Please revise the part of the listing that opens with the line containing "Where can you find the black cycling" and closes at the end of the listing, putting "navy" in place of "black" and leaving everything else unchanged. Return only that revised part.

····················

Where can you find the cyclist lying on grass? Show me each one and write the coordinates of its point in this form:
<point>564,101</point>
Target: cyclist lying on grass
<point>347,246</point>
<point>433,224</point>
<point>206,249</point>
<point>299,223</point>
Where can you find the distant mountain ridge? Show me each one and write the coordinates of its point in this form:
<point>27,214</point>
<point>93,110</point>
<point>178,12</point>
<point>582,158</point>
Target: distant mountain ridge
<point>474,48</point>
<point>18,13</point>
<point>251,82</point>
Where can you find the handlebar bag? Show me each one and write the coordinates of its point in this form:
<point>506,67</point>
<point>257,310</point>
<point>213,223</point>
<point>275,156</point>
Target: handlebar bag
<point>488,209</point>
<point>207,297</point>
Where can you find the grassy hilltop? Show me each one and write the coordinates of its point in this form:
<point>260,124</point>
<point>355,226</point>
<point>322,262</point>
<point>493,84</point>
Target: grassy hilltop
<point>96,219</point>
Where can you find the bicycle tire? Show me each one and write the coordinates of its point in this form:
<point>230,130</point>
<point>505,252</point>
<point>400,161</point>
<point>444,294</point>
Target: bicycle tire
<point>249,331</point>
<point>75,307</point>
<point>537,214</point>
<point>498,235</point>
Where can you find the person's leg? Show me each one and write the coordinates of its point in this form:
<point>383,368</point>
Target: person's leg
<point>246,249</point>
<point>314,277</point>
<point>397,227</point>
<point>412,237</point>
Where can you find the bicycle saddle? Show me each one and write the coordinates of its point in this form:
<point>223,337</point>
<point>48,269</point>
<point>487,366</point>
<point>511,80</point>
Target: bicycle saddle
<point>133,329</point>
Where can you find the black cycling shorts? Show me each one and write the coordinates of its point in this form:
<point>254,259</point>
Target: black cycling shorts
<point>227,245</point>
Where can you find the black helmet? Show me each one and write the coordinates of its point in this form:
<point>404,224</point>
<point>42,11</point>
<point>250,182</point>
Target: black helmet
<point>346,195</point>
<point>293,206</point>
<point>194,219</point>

····················

TASK RESPONSE
Where can you find the navy cycling shorts? Show me each one and write the coordinates of its point in this form:
<point>254,259</point>
Target: navy cycling shorts
<point>227,245</point>
Where can you find the navy helmet? Show me each one and write the coordinates of its point in this form:
<point>404,224</point>
<point>42,11</point>
<point>250,182</point>
Target: navy helmet
<point>346,195</point>
<point>293,206</point>
<point>194,219</point>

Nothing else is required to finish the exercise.